━━━ Texto

V-ANÁLISE DO PEDIDO E PARECER

13. A reclamante, não residente fiscal e sem estabelecimento estável em Portugal, é sujeito passivo de IRC, nos termos da alínea c) do n.º 1 do artigo 2.º do Código de IRC, incindindo o imposto apenas sobre os rendimentos obtidos em território nacional (país da fonte), nos termos da alínea d) do n.º 1 do artigo 3.º e n.º 2 do artigo 4.º, ambos do Código de IRC, à taxa de 25% (n.º 4 do artigo 87º do Código de IRC), objeto de retenção na fonte a título definitivo ou liberatório, na data da verificação do facto tributário (pagamento ou colocação à disposição dos rendimentos), cujas importâncias retidas devem ser entregues nos cofres do Estado até ao dia 20 do mês seguinte àquele em que forem deduzidas, nos termos da alínea c) do n.º 1, da alínea b) do n.º 3, do n.º 5 e n.º 6, todos os artigo 94.º do Código de IRC.

━━━━━━

• [Pedido 1]
Diz se cada uma das afirmações seguintes está de acordo com o texto: (a) a reclamante tem estabelecimento estável em Portugal; (b) o imposto é aplicado à taxa de 25%; (c) as importâncias retidas devem ser entregues até ao dia 15 do mês seguinte. Responde sim ou não e cita as palavras exatas do texto que o decidem.

━━━ Dados de trabalho

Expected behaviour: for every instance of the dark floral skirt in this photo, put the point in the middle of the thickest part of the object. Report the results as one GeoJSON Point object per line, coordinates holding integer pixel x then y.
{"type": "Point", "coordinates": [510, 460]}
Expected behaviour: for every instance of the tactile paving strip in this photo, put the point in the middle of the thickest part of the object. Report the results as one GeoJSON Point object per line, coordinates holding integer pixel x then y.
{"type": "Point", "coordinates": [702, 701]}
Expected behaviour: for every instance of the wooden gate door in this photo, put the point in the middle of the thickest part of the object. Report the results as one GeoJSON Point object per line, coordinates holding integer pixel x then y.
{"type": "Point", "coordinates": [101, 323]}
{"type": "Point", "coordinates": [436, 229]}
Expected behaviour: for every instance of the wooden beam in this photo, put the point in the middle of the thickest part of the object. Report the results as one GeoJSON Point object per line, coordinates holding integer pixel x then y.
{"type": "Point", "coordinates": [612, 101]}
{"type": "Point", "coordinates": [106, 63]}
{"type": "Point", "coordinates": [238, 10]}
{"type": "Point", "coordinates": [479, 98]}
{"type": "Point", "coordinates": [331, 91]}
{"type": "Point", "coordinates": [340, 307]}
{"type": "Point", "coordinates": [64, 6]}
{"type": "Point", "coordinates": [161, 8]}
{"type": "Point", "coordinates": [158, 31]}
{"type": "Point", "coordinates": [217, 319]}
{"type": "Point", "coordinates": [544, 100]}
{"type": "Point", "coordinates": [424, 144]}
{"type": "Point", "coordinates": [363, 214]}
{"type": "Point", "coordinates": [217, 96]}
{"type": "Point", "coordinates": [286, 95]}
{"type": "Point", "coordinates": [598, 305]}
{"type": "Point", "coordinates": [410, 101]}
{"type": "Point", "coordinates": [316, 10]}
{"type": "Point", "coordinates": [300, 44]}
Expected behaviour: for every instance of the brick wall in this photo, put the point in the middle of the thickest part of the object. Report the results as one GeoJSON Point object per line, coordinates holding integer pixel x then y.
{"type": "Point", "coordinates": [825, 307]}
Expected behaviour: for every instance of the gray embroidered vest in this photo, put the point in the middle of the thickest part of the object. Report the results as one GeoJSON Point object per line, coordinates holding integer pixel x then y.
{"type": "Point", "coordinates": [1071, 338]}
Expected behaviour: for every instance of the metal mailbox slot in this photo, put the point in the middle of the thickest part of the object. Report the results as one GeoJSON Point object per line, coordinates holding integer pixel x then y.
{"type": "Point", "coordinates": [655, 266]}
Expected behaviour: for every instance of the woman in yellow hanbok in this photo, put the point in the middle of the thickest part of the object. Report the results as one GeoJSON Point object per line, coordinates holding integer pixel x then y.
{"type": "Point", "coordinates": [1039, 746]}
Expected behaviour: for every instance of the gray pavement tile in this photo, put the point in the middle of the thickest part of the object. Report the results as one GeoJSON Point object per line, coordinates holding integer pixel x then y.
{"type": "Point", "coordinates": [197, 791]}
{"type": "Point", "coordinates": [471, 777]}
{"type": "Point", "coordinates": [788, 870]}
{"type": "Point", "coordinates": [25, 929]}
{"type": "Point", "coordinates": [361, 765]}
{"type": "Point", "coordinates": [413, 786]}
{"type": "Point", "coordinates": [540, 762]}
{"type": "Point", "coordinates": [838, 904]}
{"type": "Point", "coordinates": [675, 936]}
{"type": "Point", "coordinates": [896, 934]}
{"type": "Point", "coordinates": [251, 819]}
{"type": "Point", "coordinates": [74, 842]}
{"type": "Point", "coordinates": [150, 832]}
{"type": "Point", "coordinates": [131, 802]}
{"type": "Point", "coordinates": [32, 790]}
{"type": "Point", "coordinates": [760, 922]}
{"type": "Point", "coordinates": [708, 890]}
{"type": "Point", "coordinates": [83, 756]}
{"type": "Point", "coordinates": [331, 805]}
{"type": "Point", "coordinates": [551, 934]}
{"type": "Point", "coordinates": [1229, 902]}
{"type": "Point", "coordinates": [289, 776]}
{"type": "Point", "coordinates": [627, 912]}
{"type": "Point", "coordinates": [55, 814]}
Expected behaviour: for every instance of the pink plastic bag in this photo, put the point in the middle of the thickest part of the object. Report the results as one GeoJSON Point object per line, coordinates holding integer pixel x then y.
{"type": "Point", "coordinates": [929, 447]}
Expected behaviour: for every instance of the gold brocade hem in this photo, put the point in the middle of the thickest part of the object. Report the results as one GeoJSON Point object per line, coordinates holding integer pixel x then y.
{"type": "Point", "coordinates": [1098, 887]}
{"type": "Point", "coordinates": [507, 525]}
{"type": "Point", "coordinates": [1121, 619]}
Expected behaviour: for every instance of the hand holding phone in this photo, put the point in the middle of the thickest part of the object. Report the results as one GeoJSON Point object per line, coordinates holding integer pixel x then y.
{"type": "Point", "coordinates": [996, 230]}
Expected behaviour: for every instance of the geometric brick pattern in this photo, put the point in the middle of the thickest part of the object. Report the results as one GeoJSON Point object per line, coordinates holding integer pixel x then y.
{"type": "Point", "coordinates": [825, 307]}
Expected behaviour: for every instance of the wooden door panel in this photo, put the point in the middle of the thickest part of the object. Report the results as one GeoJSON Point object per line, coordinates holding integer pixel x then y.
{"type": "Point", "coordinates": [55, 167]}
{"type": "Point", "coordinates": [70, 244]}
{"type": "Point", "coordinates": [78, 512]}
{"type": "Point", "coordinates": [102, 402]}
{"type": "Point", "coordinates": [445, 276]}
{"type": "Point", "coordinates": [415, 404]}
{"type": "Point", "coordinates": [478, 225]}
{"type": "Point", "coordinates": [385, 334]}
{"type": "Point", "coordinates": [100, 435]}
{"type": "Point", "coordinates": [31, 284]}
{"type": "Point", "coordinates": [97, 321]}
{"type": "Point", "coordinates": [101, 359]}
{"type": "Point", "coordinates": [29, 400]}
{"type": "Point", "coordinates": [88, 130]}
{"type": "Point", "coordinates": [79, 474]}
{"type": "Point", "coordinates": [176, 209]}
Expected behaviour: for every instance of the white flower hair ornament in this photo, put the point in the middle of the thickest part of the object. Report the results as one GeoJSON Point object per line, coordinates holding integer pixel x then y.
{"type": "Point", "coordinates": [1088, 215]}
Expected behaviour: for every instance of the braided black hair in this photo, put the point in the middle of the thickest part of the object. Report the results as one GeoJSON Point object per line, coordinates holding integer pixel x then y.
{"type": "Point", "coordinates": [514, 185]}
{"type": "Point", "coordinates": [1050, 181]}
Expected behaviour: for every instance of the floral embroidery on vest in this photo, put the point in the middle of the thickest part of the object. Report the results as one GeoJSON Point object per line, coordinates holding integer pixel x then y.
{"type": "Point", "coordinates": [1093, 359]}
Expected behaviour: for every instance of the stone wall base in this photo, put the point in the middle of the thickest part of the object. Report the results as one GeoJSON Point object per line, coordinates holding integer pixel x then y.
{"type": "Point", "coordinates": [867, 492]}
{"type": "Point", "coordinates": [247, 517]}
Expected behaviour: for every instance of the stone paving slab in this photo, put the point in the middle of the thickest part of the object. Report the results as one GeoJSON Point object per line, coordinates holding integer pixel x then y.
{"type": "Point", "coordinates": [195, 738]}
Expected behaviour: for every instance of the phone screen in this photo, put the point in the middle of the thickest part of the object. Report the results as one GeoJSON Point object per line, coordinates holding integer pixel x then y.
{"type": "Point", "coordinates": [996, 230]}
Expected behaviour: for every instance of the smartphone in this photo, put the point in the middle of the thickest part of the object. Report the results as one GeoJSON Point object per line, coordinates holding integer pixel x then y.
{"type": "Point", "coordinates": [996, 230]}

━━━━━━

• [Pedido 2]
Copia as linhas das entradas desde a linha que contém "Expected behaviour: for every instance of the smartphone" até ao fim das entradas, ambas incluídas, e mantém os pedidos sem alterações. Nas respostas, multiplica cada coordenada por 1,75 e arredonda ao número inteiro, com as metades arredondadas para cima.

• [Resultado 1]
(a) Não: «não residente fiscal e sem estabelecimento estável em Portugal».
(b) Sim: «à taxa de 25%».
(c) Não: «até ao dia 20 do mês seguinte àquele em que forem deduzidas».

• [Resultado 2]
Expected behaviour: for every instance of the smartphone in this photo, put the point in the middle of the thickest part of the object. Report the results as one GeoJSON Point object per line, coordinates holding integer pixel x then y.
{"type": "Point", "coordinates": [1743, 403]}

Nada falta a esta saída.